*GIVEN TASK*:
Could you extract every entry below and reproduce it exactly?

_ _ _ _

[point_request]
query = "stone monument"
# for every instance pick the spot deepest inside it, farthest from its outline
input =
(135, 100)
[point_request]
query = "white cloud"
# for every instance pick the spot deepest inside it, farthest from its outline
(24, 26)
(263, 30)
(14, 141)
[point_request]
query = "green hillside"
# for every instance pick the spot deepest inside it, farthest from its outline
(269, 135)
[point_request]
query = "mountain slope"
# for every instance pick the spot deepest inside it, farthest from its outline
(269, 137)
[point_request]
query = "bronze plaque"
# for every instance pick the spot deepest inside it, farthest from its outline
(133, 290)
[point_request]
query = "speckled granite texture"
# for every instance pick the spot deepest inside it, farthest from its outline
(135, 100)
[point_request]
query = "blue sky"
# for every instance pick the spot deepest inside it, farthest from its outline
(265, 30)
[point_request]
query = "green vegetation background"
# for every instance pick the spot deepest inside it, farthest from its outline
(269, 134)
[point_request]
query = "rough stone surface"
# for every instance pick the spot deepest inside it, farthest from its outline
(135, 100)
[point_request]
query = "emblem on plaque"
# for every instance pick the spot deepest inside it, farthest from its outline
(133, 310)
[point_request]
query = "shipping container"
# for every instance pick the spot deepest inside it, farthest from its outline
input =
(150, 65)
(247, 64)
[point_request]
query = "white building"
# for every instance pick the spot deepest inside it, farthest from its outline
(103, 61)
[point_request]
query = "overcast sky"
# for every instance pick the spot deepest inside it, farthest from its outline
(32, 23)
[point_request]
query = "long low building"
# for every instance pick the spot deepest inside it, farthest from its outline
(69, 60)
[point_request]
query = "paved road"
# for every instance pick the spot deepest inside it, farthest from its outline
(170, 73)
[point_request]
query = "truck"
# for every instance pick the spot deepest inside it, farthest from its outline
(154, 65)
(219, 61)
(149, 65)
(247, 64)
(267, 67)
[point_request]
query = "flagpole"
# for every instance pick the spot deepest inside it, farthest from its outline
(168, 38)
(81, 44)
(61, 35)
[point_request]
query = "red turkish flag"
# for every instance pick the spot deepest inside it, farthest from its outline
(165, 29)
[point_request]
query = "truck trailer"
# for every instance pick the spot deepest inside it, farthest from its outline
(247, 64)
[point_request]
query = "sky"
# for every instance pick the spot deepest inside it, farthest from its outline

_ _ _ _

*TASK RESULT*:
[point_request]
query = "stone monument"
# for every instance pick the spot deepest inside it, farthest from its outline
input =
(135, 100)
[point_request]
query = "white cloud"
# for every instance pick the spot deepest inside it, farthest from its outline
(24, 26)
(263, 30)
(14, 141)
[point_request]
query = "green hillside"
# for every instance pick the spot deepest inside it, farthest from its outline
(269, 135)
[point_request]
query = "mountain slope"
# for every instance pick the spot deepest inside it, farthest from its outline
(269, 137)
[point_request]
query = "bronze plaque"
# for every instance pick the spot deepest inside it, farthest from its outline
(133, 290)
[point_request]
query = "speckled granite texture"
# for every instance pick the spot deepest inside it, farthest from its outline
(135, 100)
[point_request]
query = "blue sky"
# for every instance pick the spot deepest inside it, farthest from its outline
(265, 30)
[point_request]
query = "green vegetation background"
# for every instance pick the spot deepest inside it, farthest from its outline
(269, 134)
[point_request]
query = "rough stone surface"
# for every instance pick the spot deepest inside it, farthest from its outline
(135, 100)
[point_request]
query = "emblem on plaque"
# for every instance pick the spot deepest inside it, farthest from its outline
(133, 310)
[point_request]
query = "shipping container"
# for every instance pick the spot deepest inside it, farthest from its outline
input =
(150, 65)
(247, 64)
[point_request]
query = "white building"
# for every instance pick the spot deepest inside it, farthest from its outline
(103, 61)
[point_request]
query = "overcast sky"
# for every instance pick the spot deepest inside it, farthest from its outline
(32, 23)
[point_request]
query = "long low building"
# for every instance pick the spot deepest inside it, farthest from its outline
(69, 60)
[point_request]
query = "paved road"
# for every instance pick the spot deepest inside it, farthest from its outline
(170, 73)
[point_request]
query = "truck"
# for every instance pick the spot deepest inside it, farthest from its outline
(154, 65)
(219, 61)
(149, 65)
(247, 64)
(267, 67)
[point_request]
query = "flagpole"
# for every instance pick the spot deepest inside it, farthest from its outline
(168, 38)
(81, 44)
(61, 35)
[point_request]
query = "red turkish flag"
# for every instance pick the spot deepest inside it, farthest from its outline
(165, 29)
[point_request]
query = "truck trailer"
# for every instance pick the spot deepest inside it, farthest from its outline
(247, 64)
[point_request]
query = "sky"
# for every instance pick the spot deepest inside it, farthest from its outline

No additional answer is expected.